_Goal_:
In the stretch from the start of the records through the line containing "[(39, 431)]", substitute "pairs" for every "tuples" and keep all other wording the same. Return only those lines, with the pictures left out.

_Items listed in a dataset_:
▶
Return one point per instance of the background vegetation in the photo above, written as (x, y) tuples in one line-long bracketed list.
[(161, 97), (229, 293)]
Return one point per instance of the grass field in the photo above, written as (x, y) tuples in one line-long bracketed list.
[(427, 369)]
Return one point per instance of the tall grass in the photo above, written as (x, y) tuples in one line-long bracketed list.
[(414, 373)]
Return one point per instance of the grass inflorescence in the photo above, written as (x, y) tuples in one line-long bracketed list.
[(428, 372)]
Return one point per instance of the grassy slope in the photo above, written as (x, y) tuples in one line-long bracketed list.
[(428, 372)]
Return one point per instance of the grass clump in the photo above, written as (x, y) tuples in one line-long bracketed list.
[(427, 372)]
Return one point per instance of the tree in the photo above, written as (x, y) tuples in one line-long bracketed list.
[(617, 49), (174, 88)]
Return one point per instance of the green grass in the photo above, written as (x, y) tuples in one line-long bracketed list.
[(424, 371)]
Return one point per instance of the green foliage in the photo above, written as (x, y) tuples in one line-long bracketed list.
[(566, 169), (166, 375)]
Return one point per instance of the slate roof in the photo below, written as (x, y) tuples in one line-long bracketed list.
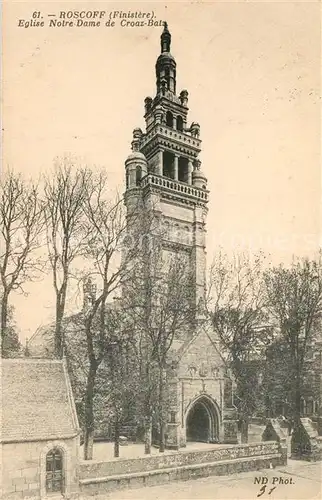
[(37, 401)]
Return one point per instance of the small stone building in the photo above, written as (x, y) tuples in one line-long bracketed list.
[(39, 431)]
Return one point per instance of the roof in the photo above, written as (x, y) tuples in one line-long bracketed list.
[(37, 402)]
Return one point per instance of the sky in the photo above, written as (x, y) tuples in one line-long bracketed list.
[(252, 70)]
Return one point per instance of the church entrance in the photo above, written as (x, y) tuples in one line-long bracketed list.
[(202, 421)]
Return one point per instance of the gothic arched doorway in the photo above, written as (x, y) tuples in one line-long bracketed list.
[(202, 421)]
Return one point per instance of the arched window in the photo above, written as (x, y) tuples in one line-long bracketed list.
[(169, 119), (179, 123), (138, 175), (54, 471)]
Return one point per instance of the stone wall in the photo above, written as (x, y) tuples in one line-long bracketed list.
[(24, 468)]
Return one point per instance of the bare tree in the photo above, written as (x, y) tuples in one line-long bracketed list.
[(65, 193), (22, 224), (294, 296), (237, 308)]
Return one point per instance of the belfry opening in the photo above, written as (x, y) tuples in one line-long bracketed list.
[(202, 423)]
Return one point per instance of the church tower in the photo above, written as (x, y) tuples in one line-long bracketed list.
[(164, 171)]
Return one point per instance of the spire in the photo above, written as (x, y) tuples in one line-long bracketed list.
[(166, 65), (165, 39)]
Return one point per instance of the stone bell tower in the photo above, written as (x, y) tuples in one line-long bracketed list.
[(164, 170)]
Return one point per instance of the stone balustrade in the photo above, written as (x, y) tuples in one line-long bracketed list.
[(172, 134)]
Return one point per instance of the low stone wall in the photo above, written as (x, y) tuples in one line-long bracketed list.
[(101, 477)]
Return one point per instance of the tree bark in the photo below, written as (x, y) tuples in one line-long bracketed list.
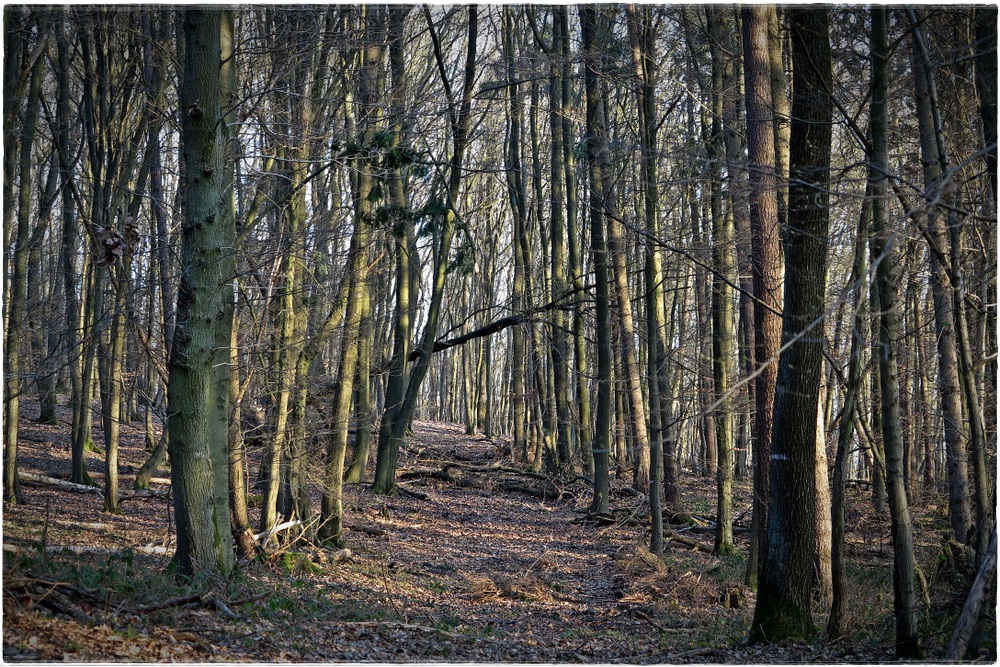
[(15, 301), (886, 276), (786, 580), (597, 159), (765, 260), (204, 313)]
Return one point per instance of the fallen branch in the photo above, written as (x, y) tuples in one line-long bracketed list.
[(174, 602), (421, 628), (644, 616), (973, 604), (686, 541), (252, 598), (211, 599), (123, 494), (62, 484), (419, 495), (367, 530), (270, 532)]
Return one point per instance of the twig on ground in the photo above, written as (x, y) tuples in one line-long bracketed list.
[(419, 495), (174, 602)]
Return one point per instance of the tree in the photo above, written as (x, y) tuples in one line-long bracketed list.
[(15, 303), (198, 396), (765, 260), (459, 114), (783, 607), (883, 252), (724, 273), (597, 161)]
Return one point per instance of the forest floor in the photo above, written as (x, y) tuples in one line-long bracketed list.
[(492, 564)]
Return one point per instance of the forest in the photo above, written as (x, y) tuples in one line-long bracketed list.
[(623, 333)]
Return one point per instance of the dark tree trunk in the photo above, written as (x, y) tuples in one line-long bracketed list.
[(786, 579)]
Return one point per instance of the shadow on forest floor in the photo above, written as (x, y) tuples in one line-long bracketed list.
[(481, 562)]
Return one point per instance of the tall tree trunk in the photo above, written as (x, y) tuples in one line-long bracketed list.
[(766, 262), (558, 330), (723, 275), (15, 301), (845, 436), (204, 313), (598, 161), (784, 597), (641, 36), (960, 512), (883, 252), (459, 114)]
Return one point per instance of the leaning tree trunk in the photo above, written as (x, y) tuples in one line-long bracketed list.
[(785, 594)]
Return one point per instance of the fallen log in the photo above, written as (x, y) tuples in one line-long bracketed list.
[(62, 484), (367, 530), (973, 604), (419, 495), (269, 533), (686, 541), (123, 494)]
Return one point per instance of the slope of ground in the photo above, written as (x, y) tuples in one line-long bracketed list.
[(481, 562)]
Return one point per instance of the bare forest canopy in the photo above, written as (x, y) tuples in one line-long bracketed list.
[(632, 246)]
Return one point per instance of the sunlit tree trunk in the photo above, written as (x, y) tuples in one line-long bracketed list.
[(196, 411), (597, 159), (949, 385), (14, 302), (845, 436), (459, 113), (883, 251), (641, 37), (724, 274)]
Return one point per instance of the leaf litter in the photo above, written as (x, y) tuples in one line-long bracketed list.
[(476, 561)]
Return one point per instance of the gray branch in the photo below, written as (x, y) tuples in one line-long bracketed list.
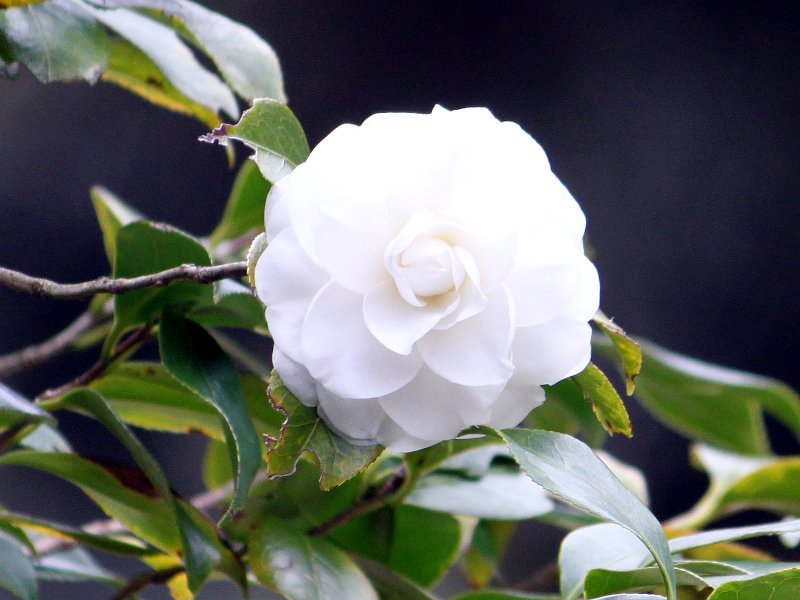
[(45, 288)]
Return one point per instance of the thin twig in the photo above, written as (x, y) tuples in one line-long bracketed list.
[(45, 288), (146, 579), (36, 354), (129, 343), (370, 501)]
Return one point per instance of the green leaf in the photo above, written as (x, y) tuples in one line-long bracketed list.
[(56, 40), (112, 214), (503, 595), (570, 470), (606, 403), (118, 544), (502, 493), (244, 211), (193, 357), (714, 404), (16, 571), (15, 409), (489, 542), (784, 585), (247, 63), (133, 70), (304, 568), (566, 410), (200, 546), (143, 248), (234, 306), (146, 395), (602, 546), (390, 584), (146, 516), (628, 351), (172, 57), (304, 431), (74, 565), (273, 132)]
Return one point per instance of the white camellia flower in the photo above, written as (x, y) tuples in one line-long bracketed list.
[(425, 273)]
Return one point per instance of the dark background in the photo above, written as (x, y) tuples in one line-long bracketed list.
[(675, 125)]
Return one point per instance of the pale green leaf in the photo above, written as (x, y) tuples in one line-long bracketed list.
[(300, 567), (606, 403), (56, 40), (570, 470), (172, 57), (16, 571), (273, 132), (304, 431)]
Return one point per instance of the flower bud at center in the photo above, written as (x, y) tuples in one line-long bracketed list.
[(431, 267)]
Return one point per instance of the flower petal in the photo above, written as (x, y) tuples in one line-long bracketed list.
[(430, 407), (394, 322), (287, 281), (475, 351), (341, 353), (545, 354), (296, 377)]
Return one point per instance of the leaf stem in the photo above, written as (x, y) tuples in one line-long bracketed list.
[(135, 339), (373, 499), (148, 578), (36, 354), (46, 288)]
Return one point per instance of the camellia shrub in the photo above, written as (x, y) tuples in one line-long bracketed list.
[(435, 323)]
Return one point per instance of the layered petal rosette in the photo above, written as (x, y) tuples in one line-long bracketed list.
[(425, 273)]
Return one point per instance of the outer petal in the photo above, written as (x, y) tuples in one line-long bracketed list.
[(296, 377), (356, 419), (287, 281), (547, 353), (549, 278), (430, 407), (474, 351), (394, 322), (341, 353), (516, 400)]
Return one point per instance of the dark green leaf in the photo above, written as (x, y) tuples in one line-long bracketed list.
[(501, 493), (117, 544), (304, 431), (606, 403), (143, 248), (147, 395), (14, 408), (234, 306), (132, 69), (489, 542), (300, 567), (570, 470), (146, 516), (16, 570), (172, 57), (390, 584), (714, 404), (74, 565), (244, 211), (193, 357), (112, 214), (200, 545), (273, 132), (567, 411), (56, 40), (628, 350), (783, 585)]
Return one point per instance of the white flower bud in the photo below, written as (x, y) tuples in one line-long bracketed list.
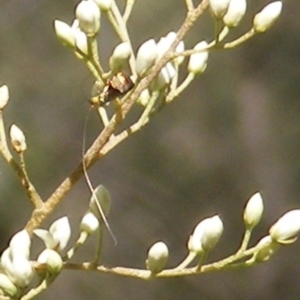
[(17, 139), (213, 229), (146, 57), (22, 272), (206, 235), (20, 244), (170, 38), (104, 200), (253, 211), (64, 33), (52, 259), (61, 232), (267, 16), (198, 61), (4, 96), (157, 257), (89, 223), (219, 8), (120, 57), (267, 248), (286, 229), (88, 15), (7, 286), (235, 12), (104, 5), (144, 97), (47, 238), (6, 264)]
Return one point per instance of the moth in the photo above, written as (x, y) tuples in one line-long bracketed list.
[(115, 87)]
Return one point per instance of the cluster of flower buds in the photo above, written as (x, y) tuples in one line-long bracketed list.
[(283, 232), (16, 268), (123, 62), (230, 12)]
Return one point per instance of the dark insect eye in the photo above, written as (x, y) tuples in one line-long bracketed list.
[(115, 87)]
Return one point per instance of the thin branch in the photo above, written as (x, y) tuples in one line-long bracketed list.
[(94, 154)]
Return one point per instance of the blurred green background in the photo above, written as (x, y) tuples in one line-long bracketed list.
[(234, 132)]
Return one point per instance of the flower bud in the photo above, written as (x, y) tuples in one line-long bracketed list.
[(120, 57), (267, 16), (102, 196), (219, 8), (17, 139), (20, 244), (253, 211), (21, 272), (4, 96), (267, 248), (89, 223), (52, 260), (46, 237), (88, 15), (198, 61), (146, 56), (212, 232), (235, 12), (7, 286), (171, 36), (61, 232), (206, 235), (157, 257), (144, 98), (286, 229), (104, 5), (64, 33)]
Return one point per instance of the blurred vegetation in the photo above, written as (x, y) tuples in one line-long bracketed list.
[(234, 132)]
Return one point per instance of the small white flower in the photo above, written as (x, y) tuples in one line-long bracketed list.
[(20, 244), (89, 223), (4, 96), (7, 286), (157, 257), (17, 139), (219, 7), (52, 259), (235, 12), (64, 33), (144, 98), (88, 15), (206, 235), (120, 57), (170, 38), (286, 229), (22, 272), (198, 61), (267, 16), (253, 211), (146, 57), (61, 232)]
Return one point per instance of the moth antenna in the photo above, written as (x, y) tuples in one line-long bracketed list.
[(88, 181)]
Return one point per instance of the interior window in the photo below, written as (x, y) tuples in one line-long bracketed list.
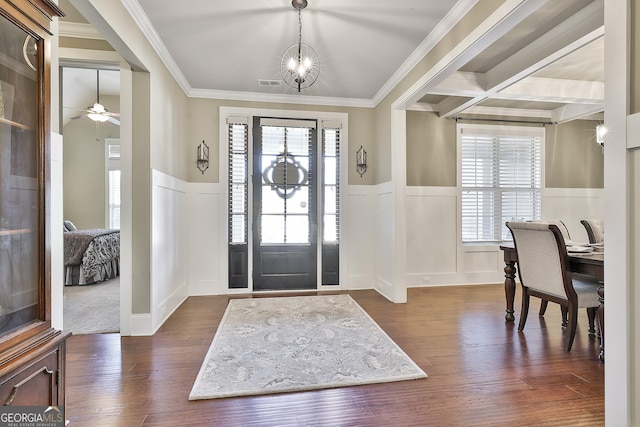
[(500, 177)]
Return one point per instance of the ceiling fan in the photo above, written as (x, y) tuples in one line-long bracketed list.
[(97, 112)]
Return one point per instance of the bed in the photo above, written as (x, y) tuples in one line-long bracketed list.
[(91, 256)]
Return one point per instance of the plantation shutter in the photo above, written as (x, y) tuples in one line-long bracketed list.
[(501, 179)]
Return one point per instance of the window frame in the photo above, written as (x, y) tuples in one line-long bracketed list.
[(111, 164), (496, 130)]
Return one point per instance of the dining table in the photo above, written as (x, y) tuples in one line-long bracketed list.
[(590, 263)]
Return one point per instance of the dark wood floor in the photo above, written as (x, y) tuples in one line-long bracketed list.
[(482, 372)]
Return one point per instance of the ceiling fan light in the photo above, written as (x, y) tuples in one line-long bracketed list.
[(97, 117), (98, 108)]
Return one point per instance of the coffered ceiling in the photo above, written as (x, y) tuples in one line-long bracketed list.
[(544, 59)]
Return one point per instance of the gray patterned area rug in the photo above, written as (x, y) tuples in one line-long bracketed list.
[(274, 345)]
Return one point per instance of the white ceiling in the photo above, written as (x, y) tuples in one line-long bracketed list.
[(544, 60), (79, 88)]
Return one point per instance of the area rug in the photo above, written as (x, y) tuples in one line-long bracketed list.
[(274, 345)]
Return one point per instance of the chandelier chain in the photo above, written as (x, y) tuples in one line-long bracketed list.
[(299, 27)]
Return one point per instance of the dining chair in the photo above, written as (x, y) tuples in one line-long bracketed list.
[(567, 240), (543, 267), (595, 229)]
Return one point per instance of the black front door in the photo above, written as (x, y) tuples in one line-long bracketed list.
[(285, 230)]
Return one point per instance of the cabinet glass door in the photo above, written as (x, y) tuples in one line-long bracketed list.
[(20, 189)]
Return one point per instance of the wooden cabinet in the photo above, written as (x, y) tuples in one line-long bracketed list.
[(31, 352)]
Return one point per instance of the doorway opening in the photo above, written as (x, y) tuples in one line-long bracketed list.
[(284, 198)]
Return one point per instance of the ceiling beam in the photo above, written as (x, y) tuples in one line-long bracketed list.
[(505, 18), (572, 34), (570, 112)]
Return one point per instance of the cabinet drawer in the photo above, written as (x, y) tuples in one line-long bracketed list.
[(34, 383)]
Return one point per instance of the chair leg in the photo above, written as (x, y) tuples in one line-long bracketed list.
[(563, 309), (591, 314), (573, 323), (543, 307), (525, 308)]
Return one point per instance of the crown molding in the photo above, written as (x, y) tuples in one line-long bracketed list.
[(280, 98), (78, 30), (460, 9), (142, 20)]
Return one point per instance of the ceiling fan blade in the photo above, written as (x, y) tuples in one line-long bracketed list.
[(114, 121)]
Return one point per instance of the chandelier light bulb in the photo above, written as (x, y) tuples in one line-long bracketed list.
[(300, 64)]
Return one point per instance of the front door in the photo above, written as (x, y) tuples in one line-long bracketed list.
[(285, 187)]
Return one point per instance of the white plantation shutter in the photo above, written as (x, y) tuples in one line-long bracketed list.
[(238, 180), (501, 179), (113, 183), (114, 199), (331, 182)]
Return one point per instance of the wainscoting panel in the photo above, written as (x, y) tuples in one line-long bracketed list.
[(431, 231), (205, 272), (385, 241), (359, 238), (168, 247), (435, 255)]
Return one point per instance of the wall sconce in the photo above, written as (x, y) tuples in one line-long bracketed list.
[(361, 161), (202, 157)]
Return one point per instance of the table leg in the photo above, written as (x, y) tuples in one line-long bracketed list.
[(510, 288), (601, 319)]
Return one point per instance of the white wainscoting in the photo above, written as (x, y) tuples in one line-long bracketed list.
[(385, 239), (359, 236), (205, 232), (435, 255), (168, 246)]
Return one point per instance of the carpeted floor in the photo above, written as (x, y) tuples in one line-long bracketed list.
[(272, 345), (92, 309)]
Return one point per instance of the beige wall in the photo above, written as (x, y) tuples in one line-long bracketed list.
[(84, 168), (431, 150), (203, 117), (573, 159)]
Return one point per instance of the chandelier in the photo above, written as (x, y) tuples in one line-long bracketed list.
[(300, 64)]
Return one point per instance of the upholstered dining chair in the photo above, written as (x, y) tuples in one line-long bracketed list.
[(543, 266), (567, 240), (595, 229)]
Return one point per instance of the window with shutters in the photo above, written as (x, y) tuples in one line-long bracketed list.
[(113, 184), (500, 172), (331, 189), (238, 181)]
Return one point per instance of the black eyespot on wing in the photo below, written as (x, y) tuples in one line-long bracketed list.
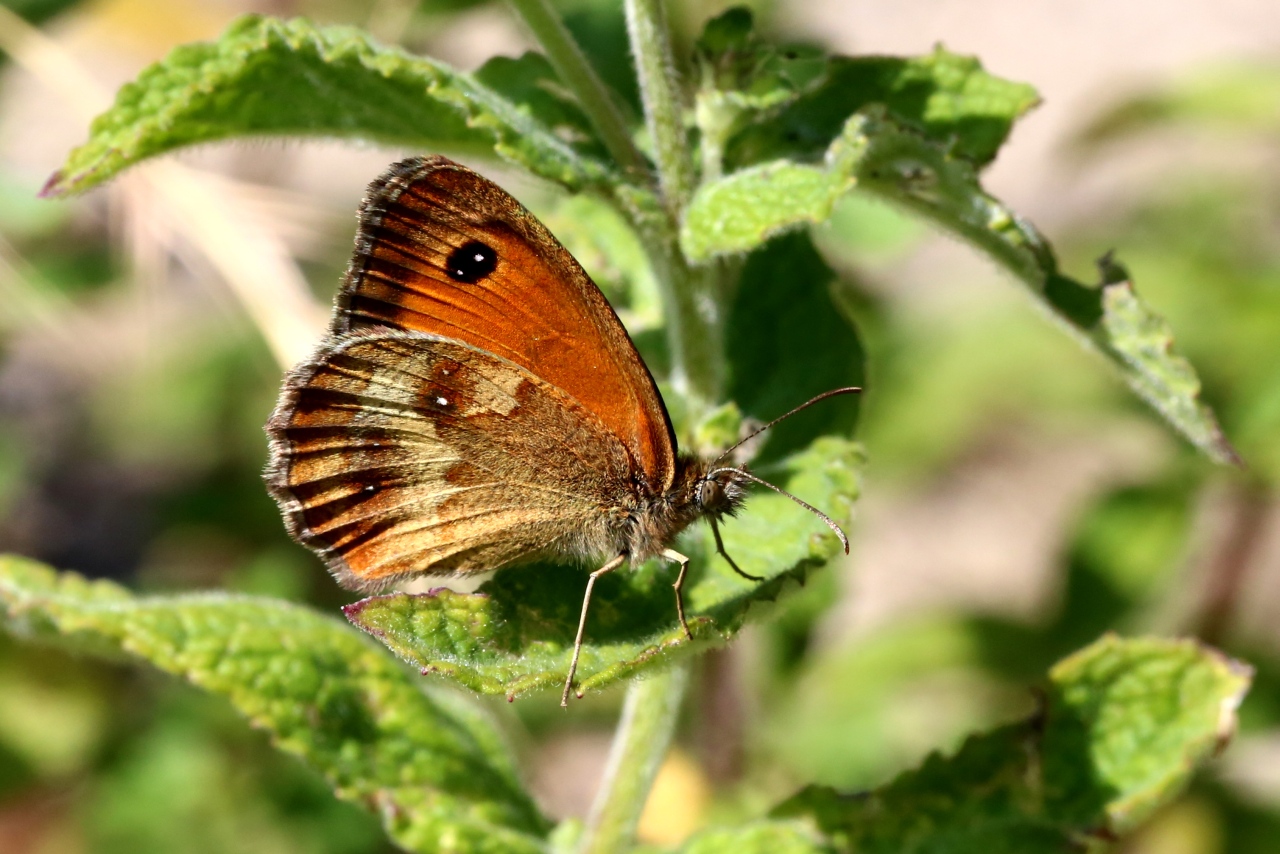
◀
_Exercise output_:
Return one point per instance of the background vegetation in the photo above, written as (x, y) pairs in one line-long bracketed list.
[(161, 97), (229, 293)]
Return one point per instance of the grass field in the photo above, written as (x, y) pairs in one line-long bracketed list.
[(427, 369)]
Return one point per instance of the tall grass in the photo above, written as (x, y) pairs in one line-long bracketed list.
[(414, 373)]
Return one point per instance of the grass inflorescence in the photo above, written as (x, y) pairs in one line-long bracketed list.
[(428, 372)]
Return one point per instance of the grassy slope in the photo above, written as (x, y) pairs in one line-long bracketed list.
[(428, 372)]
Return one point per instance of the grass clump in the photo above, written as (x, y) pairs in one line-long bracketed list.
[(427, 372)]
Return one point per instance of the tree in the photo above, written as (x, y) pairs in one line-long bracketed list.
[(617, 49), (174, 88)]
Return one point per instance of the green grass in the photo above, written as (x, y) pairs in one line-long bracketed list.
[(424, 371)]
Return one point per instance of the green foliage in the photo above, written as (x, y) pairs in one line-long bracketed list.
[(566, 169), (166, 375)]
Return one point per instance of the slate roof in the photo below, written as (x, y) pairs in one line-long bracketed list.
[(37, 401)]
Return one point per instance of the small stone building in the photo above, written as (x, y) pairs in one line-long bracketed list.
[(39, 431)]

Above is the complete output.